Items listed in a dataset
######

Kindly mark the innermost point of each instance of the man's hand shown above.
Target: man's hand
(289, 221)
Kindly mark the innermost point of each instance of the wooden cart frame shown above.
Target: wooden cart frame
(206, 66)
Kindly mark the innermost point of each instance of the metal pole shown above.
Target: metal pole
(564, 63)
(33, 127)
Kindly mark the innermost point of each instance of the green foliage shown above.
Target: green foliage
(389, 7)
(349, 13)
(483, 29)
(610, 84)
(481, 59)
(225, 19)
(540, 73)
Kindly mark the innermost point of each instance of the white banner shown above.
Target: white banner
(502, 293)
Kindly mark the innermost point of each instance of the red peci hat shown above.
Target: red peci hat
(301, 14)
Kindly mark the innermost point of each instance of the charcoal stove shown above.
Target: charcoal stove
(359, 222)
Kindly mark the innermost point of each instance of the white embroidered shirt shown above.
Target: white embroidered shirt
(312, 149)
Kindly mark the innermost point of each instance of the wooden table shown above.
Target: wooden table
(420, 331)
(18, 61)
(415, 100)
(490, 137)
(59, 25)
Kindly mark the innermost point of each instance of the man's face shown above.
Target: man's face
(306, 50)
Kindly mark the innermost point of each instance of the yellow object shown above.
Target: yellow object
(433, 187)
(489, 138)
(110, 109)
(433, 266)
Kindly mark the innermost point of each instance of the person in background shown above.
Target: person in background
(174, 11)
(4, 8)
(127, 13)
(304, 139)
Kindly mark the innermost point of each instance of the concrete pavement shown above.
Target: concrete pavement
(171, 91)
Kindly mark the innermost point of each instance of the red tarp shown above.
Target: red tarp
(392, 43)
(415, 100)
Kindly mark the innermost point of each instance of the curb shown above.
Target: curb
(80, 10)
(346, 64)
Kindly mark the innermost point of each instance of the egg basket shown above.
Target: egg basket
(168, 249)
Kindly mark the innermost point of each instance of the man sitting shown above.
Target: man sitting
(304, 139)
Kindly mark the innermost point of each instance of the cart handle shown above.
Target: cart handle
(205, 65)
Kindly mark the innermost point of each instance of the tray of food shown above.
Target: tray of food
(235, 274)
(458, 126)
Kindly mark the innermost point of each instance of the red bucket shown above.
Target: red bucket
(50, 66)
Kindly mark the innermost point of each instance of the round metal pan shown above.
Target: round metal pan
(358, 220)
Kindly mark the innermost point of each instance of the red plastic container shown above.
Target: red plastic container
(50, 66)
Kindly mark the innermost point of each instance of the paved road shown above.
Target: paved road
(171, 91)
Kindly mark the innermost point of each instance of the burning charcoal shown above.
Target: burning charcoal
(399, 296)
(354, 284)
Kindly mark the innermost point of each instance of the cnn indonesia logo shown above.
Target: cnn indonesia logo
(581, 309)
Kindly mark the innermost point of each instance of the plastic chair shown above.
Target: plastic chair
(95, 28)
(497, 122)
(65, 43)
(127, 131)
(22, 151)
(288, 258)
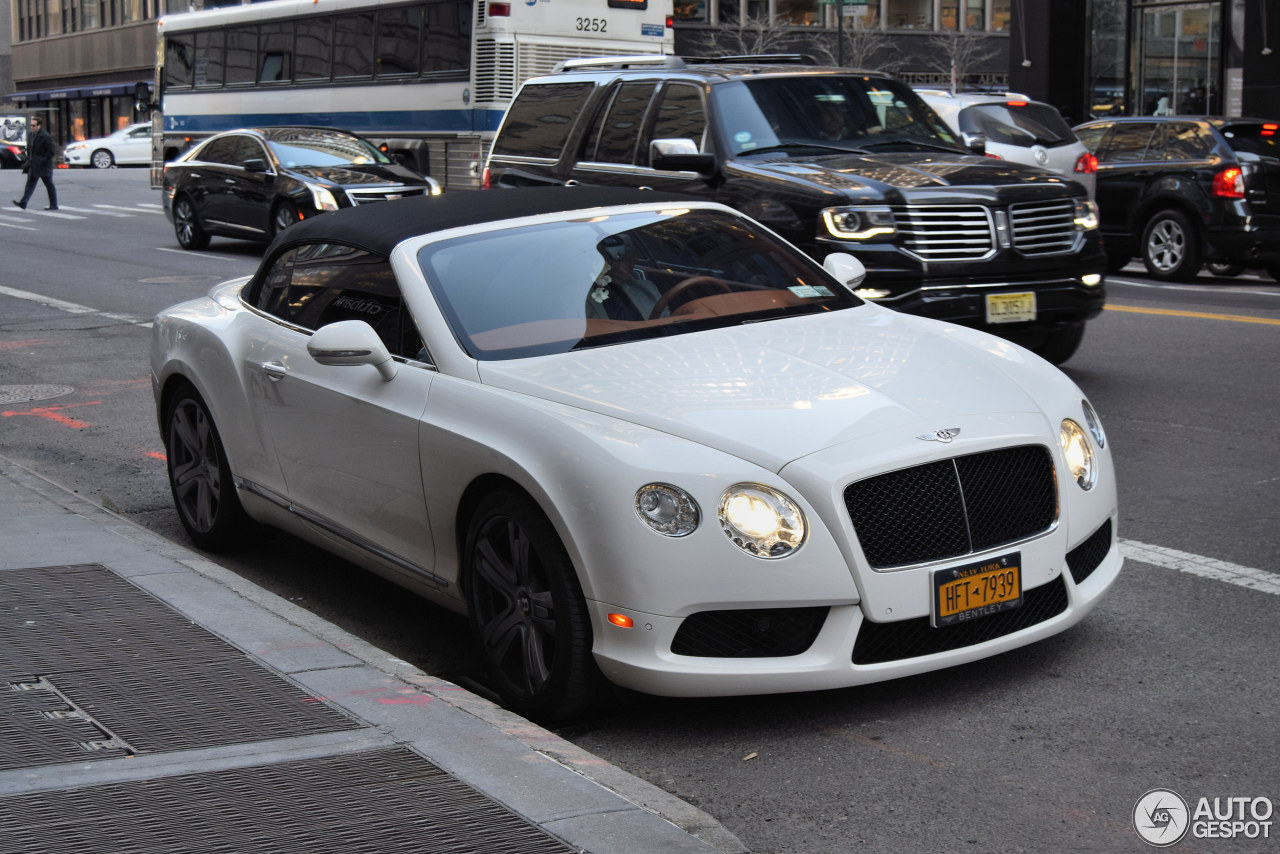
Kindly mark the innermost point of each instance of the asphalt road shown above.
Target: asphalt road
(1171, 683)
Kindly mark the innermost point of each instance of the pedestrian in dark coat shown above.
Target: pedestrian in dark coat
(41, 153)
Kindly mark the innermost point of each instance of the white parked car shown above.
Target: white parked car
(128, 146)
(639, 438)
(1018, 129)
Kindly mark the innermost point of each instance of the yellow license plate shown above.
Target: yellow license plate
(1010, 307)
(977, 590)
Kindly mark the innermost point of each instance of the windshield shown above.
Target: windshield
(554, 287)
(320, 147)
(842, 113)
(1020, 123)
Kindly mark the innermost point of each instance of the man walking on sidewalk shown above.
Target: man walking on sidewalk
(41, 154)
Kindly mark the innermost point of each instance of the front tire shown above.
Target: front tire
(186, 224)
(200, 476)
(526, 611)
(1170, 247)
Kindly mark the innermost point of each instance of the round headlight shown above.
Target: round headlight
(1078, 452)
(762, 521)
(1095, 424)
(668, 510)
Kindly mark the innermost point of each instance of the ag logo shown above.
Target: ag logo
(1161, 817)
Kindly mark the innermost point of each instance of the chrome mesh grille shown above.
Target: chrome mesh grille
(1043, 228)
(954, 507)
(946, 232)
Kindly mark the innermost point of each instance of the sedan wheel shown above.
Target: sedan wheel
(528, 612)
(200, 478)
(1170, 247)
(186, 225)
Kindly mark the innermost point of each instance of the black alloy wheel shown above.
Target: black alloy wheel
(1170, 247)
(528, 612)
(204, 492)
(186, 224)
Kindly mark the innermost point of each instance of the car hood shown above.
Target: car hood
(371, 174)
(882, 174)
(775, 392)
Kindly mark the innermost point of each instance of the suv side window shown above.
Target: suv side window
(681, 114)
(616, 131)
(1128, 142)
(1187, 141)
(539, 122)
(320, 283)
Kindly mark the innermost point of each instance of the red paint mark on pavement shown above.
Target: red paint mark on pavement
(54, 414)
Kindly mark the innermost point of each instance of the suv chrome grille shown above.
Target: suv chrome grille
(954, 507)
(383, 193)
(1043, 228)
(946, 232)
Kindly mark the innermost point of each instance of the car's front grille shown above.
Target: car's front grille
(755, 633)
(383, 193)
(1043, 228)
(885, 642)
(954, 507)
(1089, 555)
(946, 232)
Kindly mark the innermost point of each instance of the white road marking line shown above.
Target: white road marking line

######

Could you print, exactly and with nothing else, the lines from the one containing "line shown above." through the last line of the records above?

=== Completed task ===
Kindly mark the innermost point of each instance of the white road marking line shown above.
Target: white road marking line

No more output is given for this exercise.